O REMÉDIO QUANDO MATA CHAMA VENENO



Este texto completa a reflexão do post "MUDANÇA OU MORTE", onde trato sobre como as transformações da sociedade estão afetando a produção e o consumo de cultura.
Neste, proponho um olhar sobre as consequências das políticas públicas para o setor nas últimas décadas. 

#2. Antes que se diga o estado não deve se meter, eu digo que vejo isso com ressalvas. O poder do capital adora o princípio da liberdade de mercado com suas regras próprias de oferta e consumo. É mais ou menos o que alguns grupos religiosos chamam de livre arbítrio.
Os neoliberais adoram a liberdade do mercado até o dia em que vão negociar favores fiscais em bancos públicos.
Não há livre arbítrio como não há liberdade de opção dentro de um sistema onde a força do capital, através da publicidade e outras ferramentas de coerção, impõem hábitos e vontades.

» **Tarefas a realizar**:
[1] Liste todas as expressões do texto sobre políticas culturais formadas pela palavra "liberdade" seguida do seu complemento.
[2] Reescreva o trecho do texto sobre políticas culturais que começa em "O REMÉDIO QUANDO" e segue até "de livre arbítrio.", substituindo "ressalvas" por "reservas".
Baseie-se apenas no texto sobre políticas culturais.

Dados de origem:
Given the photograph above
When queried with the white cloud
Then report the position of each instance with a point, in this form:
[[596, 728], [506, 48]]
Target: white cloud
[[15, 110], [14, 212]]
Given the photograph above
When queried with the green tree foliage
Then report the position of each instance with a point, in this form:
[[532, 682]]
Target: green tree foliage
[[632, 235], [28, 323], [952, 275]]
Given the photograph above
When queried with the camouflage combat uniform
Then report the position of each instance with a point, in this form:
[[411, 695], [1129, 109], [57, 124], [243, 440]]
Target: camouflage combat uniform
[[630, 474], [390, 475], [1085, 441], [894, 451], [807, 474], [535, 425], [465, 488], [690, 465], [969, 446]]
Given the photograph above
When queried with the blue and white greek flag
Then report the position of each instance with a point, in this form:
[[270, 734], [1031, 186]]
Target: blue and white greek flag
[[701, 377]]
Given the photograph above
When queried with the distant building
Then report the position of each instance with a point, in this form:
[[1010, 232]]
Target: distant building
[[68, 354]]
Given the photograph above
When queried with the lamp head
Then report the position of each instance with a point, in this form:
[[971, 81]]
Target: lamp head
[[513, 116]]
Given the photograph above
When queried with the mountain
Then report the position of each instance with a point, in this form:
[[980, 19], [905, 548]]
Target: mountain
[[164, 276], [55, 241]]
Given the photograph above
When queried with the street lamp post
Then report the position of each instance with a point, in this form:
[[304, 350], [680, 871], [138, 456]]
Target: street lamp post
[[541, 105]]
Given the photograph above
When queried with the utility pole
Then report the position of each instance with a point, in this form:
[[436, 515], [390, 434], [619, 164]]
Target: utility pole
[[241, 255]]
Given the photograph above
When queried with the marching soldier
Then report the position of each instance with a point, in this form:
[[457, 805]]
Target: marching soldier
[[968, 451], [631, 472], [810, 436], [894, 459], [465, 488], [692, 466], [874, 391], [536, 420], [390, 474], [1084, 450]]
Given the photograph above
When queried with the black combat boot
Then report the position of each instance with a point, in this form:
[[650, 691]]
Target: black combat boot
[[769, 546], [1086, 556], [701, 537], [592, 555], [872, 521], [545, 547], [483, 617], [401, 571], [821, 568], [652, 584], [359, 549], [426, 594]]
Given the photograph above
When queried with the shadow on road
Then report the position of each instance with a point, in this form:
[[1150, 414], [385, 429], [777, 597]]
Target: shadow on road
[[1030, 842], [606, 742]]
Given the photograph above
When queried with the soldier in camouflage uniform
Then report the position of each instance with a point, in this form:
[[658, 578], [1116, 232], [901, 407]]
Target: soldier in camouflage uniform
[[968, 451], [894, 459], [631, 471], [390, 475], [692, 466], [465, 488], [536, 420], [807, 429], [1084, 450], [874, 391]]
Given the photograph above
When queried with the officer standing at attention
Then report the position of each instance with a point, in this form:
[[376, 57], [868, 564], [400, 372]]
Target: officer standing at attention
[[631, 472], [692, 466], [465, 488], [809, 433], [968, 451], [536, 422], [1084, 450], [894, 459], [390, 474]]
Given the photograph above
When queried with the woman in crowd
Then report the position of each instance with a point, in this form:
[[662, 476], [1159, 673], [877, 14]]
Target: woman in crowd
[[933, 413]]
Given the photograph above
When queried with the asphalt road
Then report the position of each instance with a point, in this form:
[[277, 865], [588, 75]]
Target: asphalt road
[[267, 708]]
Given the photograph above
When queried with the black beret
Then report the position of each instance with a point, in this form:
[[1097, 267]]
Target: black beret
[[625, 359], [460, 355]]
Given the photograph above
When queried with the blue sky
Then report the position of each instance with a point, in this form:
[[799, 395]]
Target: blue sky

» **Soluções das tarefas**:
[1] liberdade de mercado; liberdade do mercado; liberdade de opção

[2]
O REMÉDIO QUANDO MATA CHAMA VENENO



Este texto completa a reflexão do post "MUDANÇA OU MORTE", onde trato sobre como as transformações da sociedade estão afetando a produção e o consumo de cultura.
Neste, proponho um olhar sobre as consequências das políticas públicas para o setor nas últimas décadas. 

#2. Antes que se diga o estado não deve se meter, eu digo que vejo isso com reservas. O poder do capital adora o princípio da liberdade de mercado com suas regras próprias de oferta e consumo. É mais ou menos o que alguns grupos religiosos chamam de livre arbítrio.